(Position identification records)
##############################
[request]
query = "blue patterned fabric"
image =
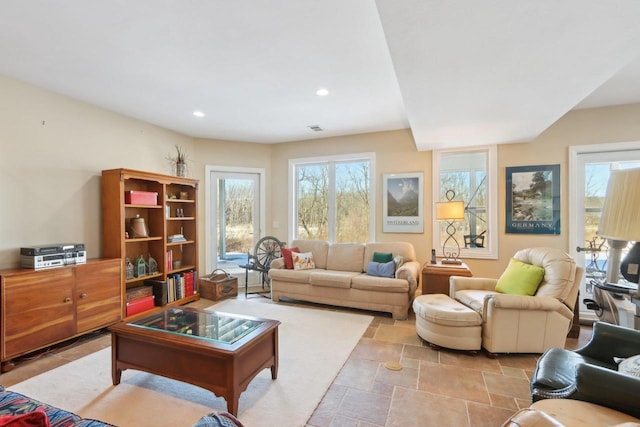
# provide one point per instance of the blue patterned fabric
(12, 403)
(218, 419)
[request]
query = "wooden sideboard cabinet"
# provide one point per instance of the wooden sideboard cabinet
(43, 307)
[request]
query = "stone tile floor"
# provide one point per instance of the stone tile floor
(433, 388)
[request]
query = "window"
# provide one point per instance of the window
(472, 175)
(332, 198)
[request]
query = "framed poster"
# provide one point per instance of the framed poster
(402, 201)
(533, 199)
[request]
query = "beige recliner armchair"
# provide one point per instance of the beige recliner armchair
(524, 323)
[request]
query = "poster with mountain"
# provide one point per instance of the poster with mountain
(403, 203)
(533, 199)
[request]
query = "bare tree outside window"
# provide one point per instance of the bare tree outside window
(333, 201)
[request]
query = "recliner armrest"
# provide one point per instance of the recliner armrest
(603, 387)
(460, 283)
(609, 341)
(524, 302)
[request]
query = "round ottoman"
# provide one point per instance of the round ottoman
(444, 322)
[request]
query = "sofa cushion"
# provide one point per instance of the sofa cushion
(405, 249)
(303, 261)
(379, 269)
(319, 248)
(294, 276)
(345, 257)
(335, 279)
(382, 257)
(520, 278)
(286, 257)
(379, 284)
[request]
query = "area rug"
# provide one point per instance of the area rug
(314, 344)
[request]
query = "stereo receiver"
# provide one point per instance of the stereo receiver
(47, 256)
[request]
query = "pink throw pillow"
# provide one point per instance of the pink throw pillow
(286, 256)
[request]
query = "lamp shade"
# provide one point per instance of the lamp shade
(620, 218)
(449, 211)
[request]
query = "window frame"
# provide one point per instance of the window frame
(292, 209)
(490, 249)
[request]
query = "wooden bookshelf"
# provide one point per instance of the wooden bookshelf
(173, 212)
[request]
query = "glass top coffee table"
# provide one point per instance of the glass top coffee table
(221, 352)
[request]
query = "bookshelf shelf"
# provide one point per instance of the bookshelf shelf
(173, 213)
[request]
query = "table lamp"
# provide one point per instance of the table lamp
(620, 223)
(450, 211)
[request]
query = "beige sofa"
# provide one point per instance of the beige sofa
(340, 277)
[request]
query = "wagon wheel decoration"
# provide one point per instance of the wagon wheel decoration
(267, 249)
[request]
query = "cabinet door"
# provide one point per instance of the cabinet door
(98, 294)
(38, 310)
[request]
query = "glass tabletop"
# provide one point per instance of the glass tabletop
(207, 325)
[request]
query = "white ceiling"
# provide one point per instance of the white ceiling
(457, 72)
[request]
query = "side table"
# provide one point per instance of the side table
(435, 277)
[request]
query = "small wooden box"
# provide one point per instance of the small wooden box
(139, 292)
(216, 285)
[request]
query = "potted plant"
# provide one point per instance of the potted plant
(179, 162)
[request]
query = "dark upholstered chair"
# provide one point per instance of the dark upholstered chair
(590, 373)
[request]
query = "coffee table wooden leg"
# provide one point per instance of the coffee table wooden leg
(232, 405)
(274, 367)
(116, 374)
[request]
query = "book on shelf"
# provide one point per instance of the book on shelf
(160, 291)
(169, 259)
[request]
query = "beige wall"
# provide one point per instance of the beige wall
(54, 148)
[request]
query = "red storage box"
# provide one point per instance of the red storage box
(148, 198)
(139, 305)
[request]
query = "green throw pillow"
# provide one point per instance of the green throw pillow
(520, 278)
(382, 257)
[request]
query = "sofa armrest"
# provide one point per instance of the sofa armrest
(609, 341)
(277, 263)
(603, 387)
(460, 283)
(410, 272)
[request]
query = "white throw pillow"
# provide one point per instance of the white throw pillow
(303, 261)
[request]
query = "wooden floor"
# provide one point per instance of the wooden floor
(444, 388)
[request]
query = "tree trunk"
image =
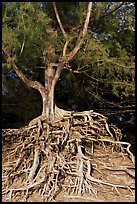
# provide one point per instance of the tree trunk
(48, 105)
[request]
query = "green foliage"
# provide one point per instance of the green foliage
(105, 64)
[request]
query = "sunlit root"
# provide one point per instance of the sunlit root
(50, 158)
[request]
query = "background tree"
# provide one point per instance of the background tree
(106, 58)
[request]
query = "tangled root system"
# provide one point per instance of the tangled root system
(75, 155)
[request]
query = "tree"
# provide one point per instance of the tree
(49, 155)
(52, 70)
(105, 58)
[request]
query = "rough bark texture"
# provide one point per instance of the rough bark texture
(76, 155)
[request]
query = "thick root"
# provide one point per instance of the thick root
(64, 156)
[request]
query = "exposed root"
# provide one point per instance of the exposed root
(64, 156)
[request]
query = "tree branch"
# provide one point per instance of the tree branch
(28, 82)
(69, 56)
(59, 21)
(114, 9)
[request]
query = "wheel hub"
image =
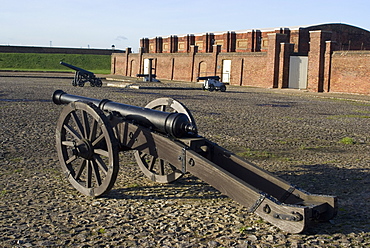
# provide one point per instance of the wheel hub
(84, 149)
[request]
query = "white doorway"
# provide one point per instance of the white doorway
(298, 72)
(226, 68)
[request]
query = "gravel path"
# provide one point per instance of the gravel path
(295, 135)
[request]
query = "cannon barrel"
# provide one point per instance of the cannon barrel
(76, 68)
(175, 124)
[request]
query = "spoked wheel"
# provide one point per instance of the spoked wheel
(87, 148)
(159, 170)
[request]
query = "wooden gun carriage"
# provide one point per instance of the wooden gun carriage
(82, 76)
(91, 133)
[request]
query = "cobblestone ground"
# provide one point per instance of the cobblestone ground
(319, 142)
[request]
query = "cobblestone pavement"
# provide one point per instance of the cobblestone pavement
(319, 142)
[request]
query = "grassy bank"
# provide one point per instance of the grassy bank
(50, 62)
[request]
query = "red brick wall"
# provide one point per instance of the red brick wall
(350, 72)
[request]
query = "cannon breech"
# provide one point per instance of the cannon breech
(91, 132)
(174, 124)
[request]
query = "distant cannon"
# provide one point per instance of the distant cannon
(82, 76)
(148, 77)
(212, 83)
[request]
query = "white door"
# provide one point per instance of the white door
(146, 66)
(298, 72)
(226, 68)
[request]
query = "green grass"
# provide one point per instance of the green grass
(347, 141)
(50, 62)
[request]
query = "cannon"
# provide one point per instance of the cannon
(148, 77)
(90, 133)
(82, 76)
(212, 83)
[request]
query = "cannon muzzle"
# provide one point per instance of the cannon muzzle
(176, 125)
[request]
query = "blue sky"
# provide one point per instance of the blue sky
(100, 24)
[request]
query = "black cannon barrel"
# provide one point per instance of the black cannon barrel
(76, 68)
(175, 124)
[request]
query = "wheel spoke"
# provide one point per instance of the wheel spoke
##############################
WHAT THE TASK REQUIRES: Reproduce each line exactly, please, except for any pictures.

SOLUTION TO THIS TASK:
[request]
query = "blue patterned fabric"
image =
# provide one point per instance of the blue patterned fabric
(12, 403)
(218, 419)
[request]
query = "wooden sideboard cabinet"
# provide one point per instance of the wooden sideboard cabinet
(43, 307)
[request]
query = "stone tile floor"
# provide one point per instance of the stone tile floor
(433, 388)
[request]
query = "window"
# provide one point per instance of the window
(472, 175)
(332, 198)
[request]
query = "framed poster"
# provide one point per instance of the framed poster
(402, 201)
(533, 199)
[request]
query = "beige recliner armchair"
# provide one point per instance of the beige recliner armchair
(524, 323)
[request]
query = "poster with mountain"
# provide one point per instance of the poster with mountain
(403, 203)
(533, 199)
[request]
query = "bare tree outside window"
# provide one point per instance of the bare tree outside window
(333, 201)
[request]
query = "recliner armrest"
# provide one point per instance of the recliner armrest
(603, 387)
(460, 283)
(609, 341)
(524, 302)
[request]
query = "round ottoman"
# provide one point per instance of the round ottoman
(444, 322)
[request]
query = "sofa cushion"
# provide one point per instance of the sofa cushion
(405, 249)
(303, 261)
(379, 269)
(319, 248)
(294, 276)
(345, 257)
(335, 279)
(382, 257)
(520, 278)
(286, 257)
(379, 284)
[request]
query = "area rug"
# provide one point per instance of the area rug
(314, 344)
[request]
query = "stereo receiver"
# provide one point per instance of the stereo receiver
(47, 256)
[request]
query = "pink throw pillow"
# provide one point per instance of the pink throw pillow
(286, 256)
[request]
query = "lamp shade"
# provide one point per instance of the lamp shade
(620, 218)
(449, 211)
[request]
query = "window frame"
# provide one point per instance of the window frame
(292, 209)
(490, 249)
[request]
query = "wooden bookshelf"
# provide one point per instance of the wooden bookshelf
(173, 212)
[request]
query = "glass top coffee table"
# provide one point per instance of the glass top coffee table
(221, 352)
[request]
query = "bookshelf shelf"
# provide one point per instance of the bookshelf shelf
(173, 213)
[request]
query = "table lamp"
# provide one point per instance of the table lamp
(620, 223)
(450, 211)
[request]
query = "beige sofa"
# provide one point per instance of the beige sofa
(340, 277)
[request]
query = "wagon wheel decoration"
# provide one point per instance of the wagon wheel decoration
(267, 249)
[request]
query = "cabinet door"
# provide one point per instance of the cabinet door
(98, 294)
(38, 310)
[request]
query = "glass tabletop"
# provide one point per instance of the glass tabletop
(207, 325)
[request]
query = "white ceiling"
# provide one point per instance of the white ceiling
(457, 72)
[request]
query = "side table"
# provide one point per instance of the side table
(435, 277)
[request]
query = "small wooden box"
# provide one point per instance of the small wooden box
(139, 292)
(216, 285)
[request]
query = "potted plant"
# provide one point per instance of the potted plant
(179, 162)
[request]
query = "dark upholstered chair"
# provide one point per instance of the dark upholstered chair
(590, 373)
[request]
query = "coffee table wooden leg"
# provide one point per instance of the coffee table wooden leg
(232, 405)
(274, 367)
(116, 374)
[request]
query = "book on shelf"
# provide one point per instance of the book on shelf
(160, 291)
(169, 259)
[request]
query = "beige wall"
# provide one point per instance of the beige wall
(54, 148)
[request]
query = "red storage box"
# provide one point per instance of the red storage box
(148, 198)
(139, 305)
[request]
query = "green throw pillow"
# provide one point per instance of the green throw pillow
(520, 278)
(382, 257)
[request]
query = "sofa armrest"
# provide one point per instance of the sofa armrest
(609, 341)
(277, 263)
(603, 387)
(460, 283)
(410, 272)
[request]
query = "white throw pillow"
# provide one point per instance of the white throw pillow
(303, 261)
[request]
query = "wooden floor"
# provide one point per instance of the wooden floor
(444, 388)
[request]
query = "tree trunk"
image =
# provide one point per instance of the tree trunk
(48, 105)
[request]
query = "green foliage"
# provide one point per instance of the green foliage
(105, 64)
[request]
query = "sunlit root"
# provide one point per instance of the sunlit root
(50, 158)
[request]
query = "background tree"
# provide one point per instance of the background tree
(106, 58)
[request]
query = "tangled root system"
# provide one point per instance of the tangled root system
(75, 155)
[request]
query = "tree"
# provide one point per instance of the tree
(49, 155)
(52, 70)
(105, 58)
[request]
query = "rough bark texture"
# provide one point per instance of the rough bark texture
(76, 155)
[request]
query = "thick root"
# provide one point per instance of the thick root
(64, 156)
[request]
query = "exposed root"
# provide one point per instance of the exposed root
(64, 156)
[request]
query = "tree branch"
# provide one point per instance of the tree branch
(28, 82)
(69, 56)
(59, 21)
(114, 9)
[request]
query = "wheel hub"
image =
# provide one point per instance of the wheel hub
(84, 149)
[request]
query = "white doorway"
# provide one point per instance of the white doorway
(298, 72)
(226, 68)
[request]
query = "gravel path"
# provide one point per instance of the gravel path
(295, 135)
[request]
query = "cannon barrel"
# provide one point per instance of the cannon barrel
(76, 68)
(175, 124)
[request]
query = "spoked wheel"
# provide one point per instance of the spoked wheel
(87, 148)
(159, 170)
[request]
query = "wooden gun carriage"
# provide one point per instance of the wooden gun carriage
(82, 76)
(91, 133)
[request]
query = "cobblestone ground"
# provide one point per instance of the cobblestone ground
(319, 142)
[request]
query = "cobblestone pavement"
# provide one point per instance of the cobblestone pavement
(319, 142)
[request]
query = "grassy bank"
# provide one point per instance of the grassy bank
(50, 62)
[request]
query = "red brick wall"
# provide one point per instance of the red brick wall
(350, 72)
[request]
query = "cannon breech"
# provide one point per instance of the cannon breech
(91, 132)
(174, 124)
[request]
query = "distant cannon"
# provide one point per instance of the distant cannon
(82, 76)
(148, 77)
(212, 83)
[request]
query = "white door"
# provide one point per instance of the white door
(146, 66)
(298, 72)
(226, 68)
[request]
query = "green grass"
# provide one point per instance of the green grass
(347, 141)
(50, 62)
[request]
query = "cannon"
# provide one point per instance of the cannon
(148, 77)
(90, 133)
(82, 76)
(212, 83)
[request]
query = "cannon muzzle"
# provide one point per instance of the cannon muzzle
(176, 125)
[request]
query = "blue sky"
# provide one point per instance of the blue sky
(100, 24)
[request]
query = "black cannon barrel"
# provide one point per instance of the black cannon barrel
(76, 68)
(175, 124)
[request]
query = "wheel spoke"
# provide one point per instance of the wheel spoke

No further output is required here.